__Records to use__
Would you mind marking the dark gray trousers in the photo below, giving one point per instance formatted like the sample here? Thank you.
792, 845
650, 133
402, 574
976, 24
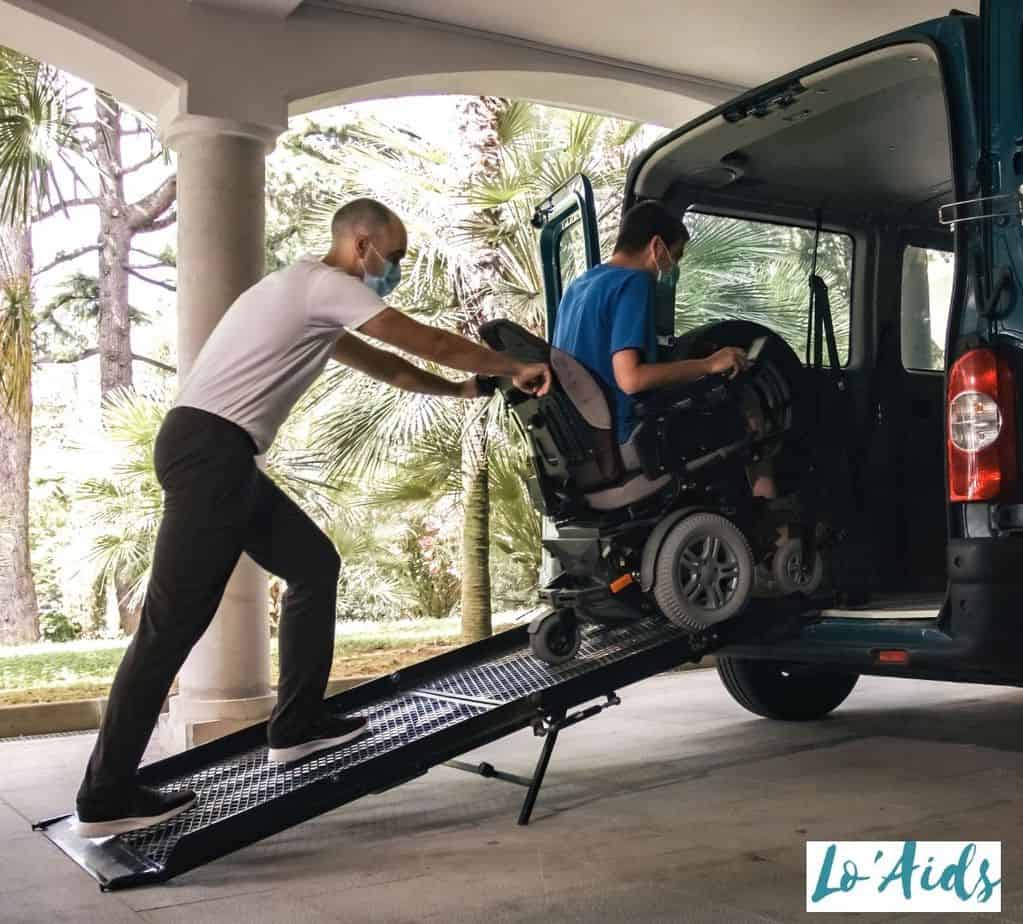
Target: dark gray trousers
217, 503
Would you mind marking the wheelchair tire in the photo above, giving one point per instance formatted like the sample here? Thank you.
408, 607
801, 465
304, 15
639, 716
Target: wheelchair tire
789, 572
557, 638
704, 572
783, 691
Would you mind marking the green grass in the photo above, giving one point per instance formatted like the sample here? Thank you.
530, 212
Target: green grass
50, 671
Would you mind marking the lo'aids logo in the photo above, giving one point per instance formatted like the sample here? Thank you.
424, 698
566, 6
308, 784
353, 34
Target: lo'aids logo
903, 876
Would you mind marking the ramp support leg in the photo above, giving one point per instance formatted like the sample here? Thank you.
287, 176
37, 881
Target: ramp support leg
548, 728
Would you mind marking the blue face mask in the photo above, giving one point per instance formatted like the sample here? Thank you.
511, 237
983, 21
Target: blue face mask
387, 280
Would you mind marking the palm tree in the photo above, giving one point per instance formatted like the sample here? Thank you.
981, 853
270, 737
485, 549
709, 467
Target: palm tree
475, 257
34, 126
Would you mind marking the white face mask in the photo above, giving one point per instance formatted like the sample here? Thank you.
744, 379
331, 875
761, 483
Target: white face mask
387, 280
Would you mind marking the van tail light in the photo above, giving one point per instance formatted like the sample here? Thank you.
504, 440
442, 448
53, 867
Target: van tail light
981, 427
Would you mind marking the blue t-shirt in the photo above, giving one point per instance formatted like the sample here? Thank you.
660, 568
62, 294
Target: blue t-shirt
605, 310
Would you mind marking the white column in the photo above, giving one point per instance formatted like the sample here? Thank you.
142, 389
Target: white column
225, 683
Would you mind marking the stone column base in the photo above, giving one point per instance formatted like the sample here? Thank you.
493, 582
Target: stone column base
190, 722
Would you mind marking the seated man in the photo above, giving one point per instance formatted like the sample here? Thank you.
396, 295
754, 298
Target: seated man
604, 320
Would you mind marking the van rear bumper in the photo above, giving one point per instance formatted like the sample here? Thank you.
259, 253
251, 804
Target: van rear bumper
984, 607
978, 634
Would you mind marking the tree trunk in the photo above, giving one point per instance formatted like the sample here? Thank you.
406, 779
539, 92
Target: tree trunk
114, 336
479, 127
18, 609
115, 252
477, 617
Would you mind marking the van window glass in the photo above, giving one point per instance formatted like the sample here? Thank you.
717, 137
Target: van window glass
735, 268
571, 253
926, 298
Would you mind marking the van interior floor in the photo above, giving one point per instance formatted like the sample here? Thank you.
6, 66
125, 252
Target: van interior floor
892, 606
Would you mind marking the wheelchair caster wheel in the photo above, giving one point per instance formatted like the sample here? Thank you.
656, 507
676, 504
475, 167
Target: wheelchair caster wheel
557, 638
791, 572
704, 572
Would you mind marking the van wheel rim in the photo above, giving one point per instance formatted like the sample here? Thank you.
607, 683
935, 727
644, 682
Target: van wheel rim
708, 572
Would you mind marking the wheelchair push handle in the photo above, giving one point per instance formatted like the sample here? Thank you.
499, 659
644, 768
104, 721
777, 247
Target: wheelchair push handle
487, 385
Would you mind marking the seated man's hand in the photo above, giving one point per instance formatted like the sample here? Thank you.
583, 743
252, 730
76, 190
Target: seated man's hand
727, 361
533, 378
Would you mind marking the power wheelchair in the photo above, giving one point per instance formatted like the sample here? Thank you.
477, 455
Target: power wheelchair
665, 522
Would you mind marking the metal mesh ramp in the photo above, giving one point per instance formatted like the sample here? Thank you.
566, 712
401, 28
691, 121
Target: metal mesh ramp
417, 719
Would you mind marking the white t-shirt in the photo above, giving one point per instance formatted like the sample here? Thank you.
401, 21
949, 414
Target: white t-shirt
273, 342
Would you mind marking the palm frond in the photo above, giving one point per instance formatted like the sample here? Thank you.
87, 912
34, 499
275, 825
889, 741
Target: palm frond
35, 126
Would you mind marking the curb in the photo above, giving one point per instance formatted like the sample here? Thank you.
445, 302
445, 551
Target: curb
85, 715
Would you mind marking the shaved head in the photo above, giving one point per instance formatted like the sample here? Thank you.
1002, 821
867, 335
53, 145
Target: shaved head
366, 235
364, 215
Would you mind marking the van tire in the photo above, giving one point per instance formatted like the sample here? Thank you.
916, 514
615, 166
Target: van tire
785, 691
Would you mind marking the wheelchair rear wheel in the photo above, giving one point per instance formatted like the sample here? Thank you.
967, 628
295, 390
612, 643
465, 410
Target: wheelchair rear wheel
704, 573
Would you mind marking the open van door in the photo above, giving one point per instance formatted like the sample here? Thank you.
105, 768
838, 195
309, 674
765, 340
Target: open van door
984, 335
569, 240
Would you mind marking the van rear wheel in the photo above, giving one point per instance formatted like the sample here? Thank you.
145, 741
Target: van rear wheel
783, 690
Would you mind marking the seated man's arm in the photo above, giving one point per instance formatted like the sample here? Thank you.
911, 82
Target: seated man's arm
388, 367
633, 376
629, 334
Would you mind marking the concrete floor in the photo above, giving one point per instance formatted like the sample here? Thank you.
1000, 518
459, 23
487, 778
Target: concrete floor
677, 805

__Work to be completed__
This task calls for the records to be copied exactly, without pictures.

__Answer section__
Would you mind marking the dark gray trousers in the photo below, giving one point per instance formatted like the sample here? Thank you.
792, 845
650, 133
402, 574
976, 24
Target: dark gray trousers
217, 503
Would you mind marking the wheelchair tire in the photo above, giving one point per instance formatted like the sample here? Thank you.
408, 607
801, 465
304, 15
639, 716
Target: wheelchair tire
789, 572
557, 638
704, 572
783, 691
Would you mind marking the green grass in the photo above, giving one point per instance formatted like the sample here? Thank you.
530, 212
Target: green grass
50, 671
Would you mind marking the lo'aids logo in the photo above, giving one point per instance formatted like the sample here? Thank you.
424, 698
566, 6
308, 784
353, 34
Target: lo'aids logo
903, 876
Would you mind marking the ramp support leg in the photo above, giving one point per instance formatted like the sample here? Thank you.
287, 176
37, 881
Target: ramp support leg
548, 728
Would you mind marking the blue face mask in the photo above, giving one point per instance formatted like the sample here? Thank you.
511, 237
983, 21
Target: blue face mask
387, 280
Would you mind marking the palm tree in the photo above, giving one point per instance formatted like the sample here? Thank you.
981, 853
270, 737
485, 549
709, 467
Target: palm tree
475, 257
34, 126
Would you mind marking the white face mask in the photo above, giving one point per instance formatted like the sample here? Thank you.
744, 379
331, 875
761, 483
Target: white face mask
387, 280
Would you mind marking the van tail light in the photo above, giving one point per instance formatted like the sample here? Thank you.
504, 440
442, 448
53, 867
Target: van tail light
981, 427
Would you mind marking the blue t-shirt in the photo above, giving one point per instance formatted like the sample here? Thank you.
660, 568
62, 294
Target: blue t-shirt
605, 310
Would you mind marking the white column in the photo above, giving one point per instance formatted like the sample here? Thank you.
142, 389
Target: white column
225, 683
Would you mind marking the stone column base in the photo above, giving one point per instance formatted like the sample here? Thank you.
493, 582
Target: stone column base
190, 722
Would you mind marking the seated man in the photo above, giving one point per instance formatted like the sample here? Thank you.
396, 295
754, 298
Target: seated man
604, 320
Would you mind marking the van rear bumper in the photo above, giving one point per instance formatted like the sample here? Thank you.
259, 253
251, 804
Target: van rear bumper
984, 607
978, 634
Would you mind marking the tree trunk in the photo above, giving one point per instance formatted like the sample here? Thank you.
406, 779
539, 92
Target: tree trunk
114, 336
479, 127
18, 609
115, 252
477, 617
Would you mind marking the van window glass in the photo above, giving one point per instance formatted like the sample here? Thank you.
717, 137
Target: van window glass
735, 268
571, 253
926, 298
Would you mind marking the van interior floor in the photo above, giving one point per instance formatted like the sample here? Thank you.
6, 66
125, 252
Target: van interior floor
892, 606
Would you mind marking the wheelchair caster wheel in the photo above, giving one point per instance formatted like the sample here? Thank you.
656, 507
676, 504
475, 167
Target: wheelchair caster wheel
557, 638
791, 572
704, 572
Would you mind marking the van wheel rim in the photo above, giving one point per instance formatted like the sample here? Thank you.
607, 683
935, 727
644, 682
Target: van wheel rim
708, 572
Would you mind marking the wheelchair push handle in the photo above, giving one point per instance formatted like the sample here? Thank you.
499, 659
644, 768
104, 721
777, 247
Target: wheelchair push handle
487, 385
Would you mind marking the seated man's hand in the photo above, giving one point per instance formatted like the sample here? Thank you.
583, 743
252, 730
76, 190
Target: seated man's hand
727, 361
533, 378
Would you mind marking the power wheelchair in the photo above, giving one point per instance formatted like the sample here? Thank you.
477, 455
Target: power wheelchair
665, 522
Would you mind marking the metal mesh ramp in the photo above, giving one point per instance formatted like the sample here? Thank you.
566, 712
401, 28
691, 121
Target: metal mesh ramp
417, 719
Would you mind marking the white t-shirt in the photo above, giving one point per instance formatted like the sample here? Thank you.
401, 21
949, 414
Target: white t-shirt
273, 342
Would you mind marking the palm frond in the photo above, giving one point per instance formatted like the sample here? Thank you.
87, 912
34, 499
275, 825
889, 741
Target: palm frond
35, 126
Would you mind marking the curb in the photo above, giving one point per instance formatted like the sample here? Thank you.
445, 302
445, 551
Target: curb
85, 715
Would you mind marking the shaved head in the photo above, giving one point per instance formatted like the sample here? Thank you.
1002, 821
867, 335
53, 145
Target: shaved head
366, 235
364, 215
Would you mind marking the van tire in the photo above, giving one point per instance formatted like the sample here? Thank you.
916, 514
615, 166
Target: van tire
785, 691
Would you mind marking the wheelchair rear wheel in the photo above, giving one point per instance formatted like the sample here? Thank you.
967, 628
295, 390
612, 643
465, 410
Target: wheelchair rear wheel
704, 573
Would you mind marking the open van door in the photo above, giving one point per instance formatted like the sample here? Thank you.
105, 768
838, 195
309, 674
765, 340
Target: open van door
984, 335
569, 240
Would you mind marking the van rear wheel in the photo above, giving one point per instance formatted like the sample here? Thank you.
145, 741
Target: van rear wheel
783, 690
Would you mind marking the seated man's arm in the photo above, giving one point per instance formatted like the sample here? Thank you.
911, 82
Target: seated man's arm
388, 367
633, 376
629, 334
Would you mind marking the concrete floor in the photo above, giving one point per instance formatted like the sample here? Thank you.
1000, 518
459, 23
487, 778
Target: concrete floor
677, 805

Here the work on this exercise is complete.